Dataset rows:
========================
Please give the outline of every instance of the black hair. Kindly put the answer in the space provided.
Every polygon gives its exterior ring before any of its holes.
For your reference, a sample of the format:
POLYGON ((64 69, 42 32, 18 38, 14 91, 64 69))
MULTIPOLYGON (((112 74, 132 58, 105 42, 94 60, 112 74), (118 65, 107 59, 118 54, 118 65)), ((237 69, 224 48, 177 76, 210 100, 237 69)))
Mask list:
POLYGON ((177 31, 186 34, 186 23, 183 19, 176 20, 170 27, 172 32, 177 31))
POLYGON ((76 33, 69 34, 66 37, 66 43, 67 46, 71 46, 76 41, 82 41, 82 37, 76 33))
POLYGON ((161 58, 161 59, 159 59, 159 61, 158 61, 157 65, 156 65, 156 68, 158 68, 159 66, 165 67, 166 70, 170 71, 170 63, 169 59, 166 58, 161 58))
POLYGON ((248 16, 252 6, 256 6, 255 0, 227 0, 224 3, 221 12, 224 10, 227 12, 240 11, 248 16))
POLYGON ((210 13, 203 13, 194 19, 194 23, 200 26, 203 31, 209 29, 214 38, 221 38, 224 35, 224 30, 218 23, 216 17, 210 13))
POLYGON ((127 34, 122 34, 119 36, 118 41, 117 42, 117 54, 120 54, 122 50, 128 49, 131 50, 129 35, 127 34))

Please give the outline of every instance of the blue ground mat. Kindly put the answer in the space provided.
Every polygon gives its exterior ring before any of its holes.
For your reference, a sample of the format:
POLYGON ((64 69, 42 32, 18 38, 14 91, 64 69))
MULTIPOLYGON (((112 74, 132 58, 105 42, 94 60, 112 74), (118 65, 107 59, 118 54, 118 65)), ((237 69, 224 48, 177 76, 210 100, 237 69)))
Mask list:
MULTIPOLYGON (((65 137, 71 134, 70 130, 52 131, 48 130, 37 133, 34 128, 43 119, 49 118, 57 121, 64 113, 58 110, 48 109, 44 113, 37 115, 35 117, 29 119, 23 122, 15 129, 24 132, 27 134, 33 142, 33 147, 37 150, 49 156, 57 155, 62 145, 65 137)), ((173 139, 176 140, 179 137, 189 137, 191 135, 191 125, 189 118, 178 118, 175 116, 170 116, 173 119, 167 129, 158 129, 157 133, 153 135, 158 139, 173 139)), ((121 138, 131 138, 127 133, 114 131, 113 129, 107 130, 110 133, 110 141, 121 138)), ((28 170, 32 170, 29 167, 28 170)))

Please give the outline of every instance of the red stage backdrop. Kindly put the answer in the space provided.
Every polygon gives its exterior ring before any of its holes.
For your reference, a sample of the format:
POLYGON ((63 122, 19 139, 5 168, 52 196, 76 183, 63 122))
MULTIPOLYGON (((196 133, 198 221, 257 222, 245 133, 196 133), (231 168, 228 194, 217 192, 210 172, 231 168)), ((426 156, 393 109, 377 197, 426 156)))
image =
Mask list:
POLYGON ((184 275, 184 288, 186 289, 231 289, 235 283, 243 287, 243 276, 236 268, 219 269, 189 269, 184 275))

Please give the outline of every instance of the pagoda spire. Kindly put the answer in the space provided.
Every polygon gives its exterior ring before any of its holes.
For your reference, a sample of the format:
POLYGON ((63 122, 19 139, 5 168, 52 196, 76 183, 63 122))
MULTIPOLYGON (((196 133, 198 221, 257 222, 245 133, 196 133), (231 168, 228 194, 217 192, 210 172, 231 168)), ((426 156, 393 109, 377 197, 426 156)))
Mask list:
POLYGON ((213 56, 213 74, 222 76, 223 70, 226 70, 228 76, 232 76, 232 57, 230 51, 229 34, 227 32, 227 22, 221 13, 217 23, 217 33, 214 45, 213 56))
========================
## What the task requires
Copy all of the dataset rows above word for word, with no changes.

## Completed task
Please give the outline of every instance of the black hair. Kindly put the answer in the space provided.
Every polygon gives its exterior ring before any of its holes.
For your reference, a sample of the format:
POLYGON ((64 69, 42 32, 18 38, 14 91, 64 69))
MULTIPOLYGON (((112 74, 132 58, 105 42, 94 60, 112 74), (118 65, 107 59, 118 54, 118 65)), ((237 69, 224 48, 177 76, 210 100, 237 69)))
Mask list:
POLYGON ((177 31, 186 34, 186 23, 183 19, 176 20, 170 27, 172 32, 177 31))
POLYGON ((76 33, 69 34, 66 37, 66 43, 67 46, 71 46, 76 41, 82 41, 82 37, 76 33))
POLYGON ((161 58, 161 59, 159 59, 159 61, 158 61, 157 65, 156 65, 156 68, 158 68, 159 66, 165 67, 166 70, 170 71, 170 63, 169 59, 166 58, 161 58))
POLYGON ((248 16, 252 6, 256 6, 255 0, 227 0, 224 3, 221 12, 224 10, 227 12, 240 11, 248 16))
POLYGON ((210 13, 203 13, 194 19, 194 23, 200 26, 203 31, 209 29, 214 38, 221 38, 224 35, 224 30, 218 23, 216 17, 210 13))
POLYGON ((127 34, 122 34, 119 36, 118 41, 117 42, 117 54, 120 54, 122 50, 128 49, 131 50, 129 35, 127 34))

Please give the outline of every instance of the blue ground mat. Kindly put the answer in the space provided.
Every polygon gives its exterior ring before any of its holes.
For your reference, a sample of the format:
POLYGON ((64 69, 42 32, 18 38, 14 91, 64 69))
MULTIPOLYGON (((112 74, 132 58, 105 42, 94 60, 112 74), (118 65, 107 59, 118 54, 118 65)), ((237 69, 224 48, 177 76, 210 100, 237 69)))
Mask list:
MULTIPOLYGON (((65 137, 71 134, 70 130, 52 131, 48 130, 37 133, 34 128, 43 119, 49 118, 57 121, 64 113, 58 110, 48 109, 44 113, 37 115, 35 117, 29 119, 23 122, 15 129, 24 132, 27 134, 33 142, 33 147, 37 150, 49 156, 57 155, 62 145, 65 137)), ((173 139, 176 140, 179 137, 189 137, 191 135, 191 125, 189 118, 178 118, 175 116, 170 116, 173 119, 167 129, 158 129, 157 133, 153 135, 158 139, 173 139)), ((121 138, 131 138, 127 133, 114 131, 113 129, 107 130, 110 133, 110 141, 121 138)), ((28 170, 32 170, 29 167, 28 170)))

Please give the outline of every instance of the red stage backdrop. Kindly put the answer in the space provided.
Every polygon gives its exterior ring before any of its holes.
For your reference, a sample of the format:
POLYGON ((63 122, 19 139, 5 168, 52 196, 76 183, 63 122))
MULTIPOLYGON (((196 133, 198 221, 257 222, 245 133, 196 133), (231 168, 228 194, 217 192, 210 172, 231 168)), ((426 156, 393 109, 377 197, 426 156)))
image =
Mask list:
POLYGON ((184 275, 184 288, 186 289, 231 289, 235 283, 243 287, 243 276, 236 268, 219 269, 189 269, 184 275))

Please give the outline of every instance of the pagoda spire. Kindly put the answer in the space provided.
Every polygon gives its exterior ring before any of its holes.
For your reference, a sample of the format:
POLYGON ((63 122, 19 139, 5 168, 52 196, 76 183, 63 122))
MULTIPOLYGON (((196 133, 198 221, 257 222, 245 133, 196 133), (231 168, 228 194, 217 192, 210 172, 231 168)), ((426 156, 393 109, 377 197, 426 156)))
Mask list:
POLYGON ((213 56, 213 74, 222 76, 223 70, 226 70, 228 76, 232 76, 232 57, 230 51, 229 34, 227 32, 227 22, 221 13, 217 23, 217 33, 214 45, 213 56))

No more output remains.